Stored items:
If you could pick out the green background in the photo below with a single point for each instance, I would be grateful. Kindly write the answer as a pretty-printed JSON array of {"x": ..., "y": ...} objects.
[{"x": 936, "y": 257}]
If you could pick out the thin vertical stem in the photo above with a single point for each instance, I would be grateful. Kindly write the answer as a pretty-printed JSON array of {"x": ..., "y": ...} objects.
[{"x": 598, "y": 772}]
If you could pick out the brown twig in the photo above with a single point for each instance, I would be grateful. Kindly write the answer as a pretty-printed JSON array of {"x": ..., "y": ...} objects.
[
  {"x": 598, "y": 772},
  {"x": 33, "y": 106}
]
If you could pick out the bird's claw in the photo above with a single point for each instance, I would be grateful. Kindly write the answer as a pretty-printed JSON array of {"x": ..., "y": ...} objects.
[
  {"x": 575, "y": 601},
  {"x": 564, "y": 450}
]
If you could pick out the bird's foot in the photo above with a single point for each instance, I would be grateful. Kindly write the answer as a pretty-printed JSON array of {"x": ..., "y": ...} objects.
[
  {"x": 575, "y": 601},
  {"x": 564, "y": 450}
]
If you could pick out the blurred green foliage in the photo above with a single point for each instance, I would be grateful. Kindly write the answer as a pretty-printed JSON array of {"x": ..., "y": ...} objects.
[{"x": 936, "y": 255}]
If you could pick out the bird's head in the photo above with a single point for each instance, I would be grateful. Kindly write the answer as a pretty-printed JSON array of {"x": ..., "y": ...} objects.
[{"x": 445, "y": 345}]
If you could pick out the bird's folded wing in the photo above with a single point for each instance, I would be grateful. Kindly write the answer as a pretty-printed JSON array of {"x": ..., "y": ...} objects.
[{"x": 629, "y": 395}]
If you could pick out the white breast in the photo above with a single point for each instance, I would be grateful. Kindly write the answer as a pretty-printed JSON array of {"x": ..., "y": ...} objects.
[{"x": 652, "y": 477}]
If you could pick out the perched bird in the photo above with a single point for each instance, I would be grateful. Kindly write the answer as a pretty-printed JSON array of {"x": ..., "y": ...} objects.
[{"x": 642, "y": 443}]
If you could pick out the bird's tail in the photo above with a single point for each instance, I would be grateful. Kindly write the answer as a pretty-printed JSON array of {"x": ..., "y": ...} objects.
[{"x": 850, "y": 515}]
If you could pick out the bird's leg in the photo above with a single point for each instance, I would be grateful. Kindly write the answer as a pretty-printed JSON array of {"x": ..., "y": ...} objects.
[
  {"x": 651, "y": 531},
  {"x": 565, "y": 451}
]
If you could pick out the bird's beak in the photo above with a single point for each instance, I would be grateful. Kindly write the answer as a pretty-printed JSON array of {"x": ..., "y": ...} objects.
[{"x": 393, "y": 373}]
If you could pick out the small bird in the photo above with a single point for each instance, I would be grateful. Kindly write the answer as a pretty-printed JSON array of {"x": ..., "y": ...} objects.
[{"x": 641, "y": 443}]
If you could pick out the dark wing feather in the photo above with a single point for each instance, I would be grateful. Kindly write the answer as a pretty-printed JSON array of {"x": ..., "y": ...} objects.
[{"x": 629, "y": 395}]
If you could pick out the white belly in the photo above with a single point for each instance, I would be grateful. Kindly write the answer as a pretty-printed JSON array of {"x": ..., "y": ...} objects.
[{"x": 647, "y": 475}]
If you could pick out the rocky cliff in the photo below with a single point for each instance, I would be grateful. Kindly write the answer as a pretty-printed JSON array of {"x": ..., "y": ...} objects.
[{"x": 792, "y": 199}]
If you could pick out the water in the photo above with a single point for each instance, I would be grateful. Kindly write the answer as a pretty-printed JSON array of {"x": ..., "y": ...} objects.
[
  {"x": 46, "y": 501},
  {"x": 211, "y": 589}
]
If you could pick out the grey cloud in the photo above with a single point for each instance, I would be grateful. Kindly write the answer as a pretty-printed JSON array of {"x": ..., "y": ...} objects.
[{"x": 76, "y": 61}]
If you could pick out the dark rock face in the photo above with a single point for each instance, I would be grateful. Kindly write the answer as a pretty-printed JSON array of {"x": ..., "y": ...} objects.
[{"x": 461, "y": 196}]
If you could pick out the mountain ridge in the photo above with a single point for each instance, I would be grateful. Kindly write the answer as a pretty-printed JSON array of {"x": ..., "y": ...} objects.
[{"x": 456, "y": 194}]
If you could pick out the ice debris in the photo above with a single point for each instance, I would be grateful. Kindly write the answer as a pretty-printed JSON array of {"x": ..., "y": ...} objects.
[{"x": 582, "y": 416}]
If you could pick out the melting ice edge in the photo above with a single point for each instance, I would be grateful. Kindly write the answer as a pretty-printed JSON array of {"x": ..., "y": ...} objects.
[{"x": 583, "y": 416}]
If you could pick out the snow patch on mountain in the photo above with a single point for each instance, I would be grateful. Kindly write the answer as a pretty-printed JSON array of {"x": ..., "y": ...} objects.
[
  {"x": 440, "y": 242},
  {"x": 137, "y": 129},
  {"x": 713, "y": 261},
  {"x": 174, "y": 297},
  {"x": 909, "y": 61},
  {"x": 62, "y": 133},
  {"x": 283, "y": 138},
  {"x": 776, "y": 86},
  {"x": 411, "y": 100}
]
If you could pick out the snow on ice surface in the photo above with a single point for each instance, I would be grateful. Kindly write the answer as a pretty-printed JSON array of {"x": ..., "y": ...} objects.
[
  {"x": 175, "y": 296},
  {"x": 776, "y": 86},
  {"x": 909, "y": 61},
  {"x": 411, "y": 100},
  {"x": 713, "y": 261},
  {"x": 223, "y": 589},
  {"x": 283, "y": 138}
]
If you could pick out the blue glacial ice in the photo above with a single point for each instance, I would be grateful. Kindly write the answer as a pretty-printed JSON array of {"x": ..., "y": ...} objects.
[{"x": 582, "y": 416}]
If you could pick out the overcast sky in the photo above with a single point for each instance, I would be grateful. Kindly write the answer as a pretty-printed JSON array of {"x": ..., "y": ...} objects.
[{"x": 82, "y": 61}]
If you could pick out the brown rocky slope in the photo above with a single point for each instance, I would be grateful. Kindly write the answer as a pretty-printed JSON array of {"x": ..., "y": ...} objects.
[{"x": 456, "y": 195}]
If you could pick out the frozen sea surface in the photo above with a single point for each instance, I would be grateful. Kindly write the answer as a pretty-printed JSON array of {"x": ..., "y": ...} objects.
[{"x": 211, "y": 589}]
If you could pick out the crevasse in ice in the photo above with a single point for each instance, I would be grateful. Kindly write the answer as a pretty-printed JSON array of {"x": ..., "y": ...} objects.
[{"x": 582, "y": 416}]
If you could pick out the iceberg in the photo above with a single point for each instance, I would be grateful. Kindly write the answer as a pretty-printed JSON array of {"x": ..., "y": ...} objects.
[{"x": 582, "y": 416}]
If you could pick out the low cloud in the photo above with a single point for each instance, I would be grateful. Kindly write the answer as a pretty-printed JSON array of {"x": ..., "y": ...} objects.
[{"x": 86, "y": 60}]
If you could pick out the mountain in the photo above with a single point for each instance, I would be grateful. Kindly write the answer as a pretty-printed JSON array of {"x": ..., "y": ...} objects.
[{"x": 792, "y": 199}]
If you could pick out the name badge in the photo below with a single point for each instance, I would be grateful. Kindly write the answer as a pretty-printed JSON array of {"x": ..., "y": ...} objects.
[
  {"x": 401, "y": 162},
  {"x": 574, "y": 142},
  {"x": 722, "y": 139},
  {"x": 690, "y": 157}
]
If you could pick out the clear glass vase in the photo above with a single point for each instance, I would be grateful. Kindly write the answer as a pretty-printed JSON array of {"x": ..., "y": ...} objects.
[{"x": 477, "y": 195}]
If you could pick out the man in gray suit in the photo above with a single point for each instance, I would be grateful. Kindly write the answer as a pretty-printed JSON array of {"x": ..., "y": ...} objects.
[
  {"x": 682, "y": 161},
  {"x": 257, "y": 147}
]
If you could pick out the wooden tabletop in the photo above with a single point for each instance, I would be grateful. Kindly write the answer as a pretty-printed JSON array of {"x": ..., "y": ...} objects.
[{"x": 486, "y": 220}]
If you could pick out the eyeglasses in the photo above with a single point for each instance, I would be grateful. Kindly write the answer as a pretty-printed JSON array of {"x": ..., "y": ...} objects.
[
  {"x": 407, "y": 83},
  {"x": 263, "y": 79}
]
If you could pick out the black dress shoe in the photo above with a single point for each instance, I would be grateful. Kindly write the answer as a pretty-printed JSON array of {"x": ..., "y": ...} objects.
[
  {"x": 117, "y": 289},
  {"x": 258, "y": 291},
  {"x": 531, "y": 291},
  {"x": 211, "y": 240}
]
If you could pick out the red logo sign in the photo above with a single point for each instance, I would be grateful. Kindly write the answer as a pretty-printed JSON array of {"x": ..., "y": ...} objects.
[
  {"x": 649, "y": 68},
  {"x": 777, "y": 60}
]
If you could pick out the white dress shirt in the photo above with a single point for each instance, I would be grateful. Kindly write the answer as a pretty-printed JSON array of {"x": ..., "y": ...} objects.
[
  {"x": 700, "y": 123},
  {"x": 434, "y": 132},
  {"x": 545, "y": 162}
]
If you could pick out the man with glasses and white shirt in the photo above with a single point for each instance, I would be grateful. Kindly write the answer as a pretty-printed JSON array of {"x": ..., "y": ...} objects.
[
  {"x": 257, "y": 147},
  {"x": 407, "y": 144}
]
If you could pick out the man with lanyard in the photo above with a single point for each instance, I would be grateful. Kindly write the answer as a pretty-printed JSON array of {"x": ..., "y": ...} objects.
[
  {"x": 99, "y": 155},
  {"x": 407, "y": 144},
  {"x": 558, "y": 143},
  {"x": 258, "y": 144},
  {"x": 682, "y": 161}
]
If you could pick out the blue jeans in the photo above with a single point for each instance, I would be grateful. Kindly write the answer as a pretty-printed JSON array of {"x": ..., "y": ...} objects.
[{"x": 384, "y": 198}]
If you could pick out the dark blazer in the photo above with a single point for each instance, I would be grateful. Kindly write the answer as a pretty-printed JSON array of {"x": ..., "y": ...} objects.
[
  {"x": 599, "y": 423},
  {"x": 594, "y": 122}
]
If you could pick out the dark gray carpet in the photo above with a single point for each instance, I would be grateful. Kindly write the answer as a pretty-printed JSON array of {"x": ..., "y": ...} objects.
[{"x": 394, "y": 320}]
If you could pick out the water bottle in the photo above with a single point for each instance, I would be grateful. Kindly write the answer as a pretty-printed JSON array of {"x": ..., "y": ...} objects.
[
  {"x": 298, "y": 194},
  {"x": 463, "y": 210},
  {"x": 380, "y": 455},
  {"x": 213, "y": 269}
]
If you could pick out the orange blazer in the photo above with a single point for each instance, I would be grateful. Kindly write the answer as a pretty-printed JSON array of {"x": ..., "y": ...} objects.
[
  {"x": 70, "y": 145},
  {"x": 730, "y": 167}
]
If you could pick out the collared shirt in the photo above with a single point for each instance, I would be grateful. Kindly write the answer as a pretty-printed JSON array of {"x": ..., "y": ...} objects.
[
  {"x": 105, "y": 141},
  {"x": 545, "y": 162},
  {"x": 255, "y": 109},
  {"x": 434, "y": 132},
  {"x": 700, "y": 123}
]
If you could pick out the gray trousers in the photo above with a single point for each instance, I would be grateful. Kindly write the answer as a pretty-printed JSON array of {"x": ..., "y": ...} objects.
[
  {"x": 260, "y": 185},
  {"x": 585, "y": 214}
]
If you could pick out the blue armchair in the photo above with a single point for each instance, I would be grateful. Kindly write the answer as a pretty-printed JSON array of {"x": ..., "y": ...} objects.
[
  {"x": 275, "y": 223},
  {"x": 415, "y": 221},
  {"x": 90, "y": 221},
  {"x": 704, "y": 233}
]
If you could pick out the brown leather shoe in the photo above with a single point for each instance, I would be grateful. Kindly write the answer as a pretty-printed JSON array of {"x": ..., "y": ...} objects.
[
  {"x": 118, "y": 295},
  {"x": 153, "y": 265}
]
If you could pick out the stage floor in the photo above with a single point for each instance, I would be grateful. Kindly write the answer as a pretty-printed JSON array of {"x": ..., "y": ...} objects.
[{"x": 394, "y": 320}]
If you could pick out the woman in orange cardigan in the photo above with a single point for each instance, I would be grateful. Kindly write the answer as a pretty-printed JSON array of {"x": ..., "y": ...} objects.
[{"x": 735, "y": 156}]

Aim: Rewrite the section of the data that begins with the line containing "If you could pick out the woman" and continues through the end of the data, swapping "orange cardigan" for "red cardigan" and leaving everything else as it is.

Correct answer:
If you could pick out the woman in red cardigan in the photo above with a single point for each instance, I would be grateful. Kindly write the answer as a pretty-printed JSON array of {"x": ..., "y": ...} objects.
[{"x": 735, "y": 156}]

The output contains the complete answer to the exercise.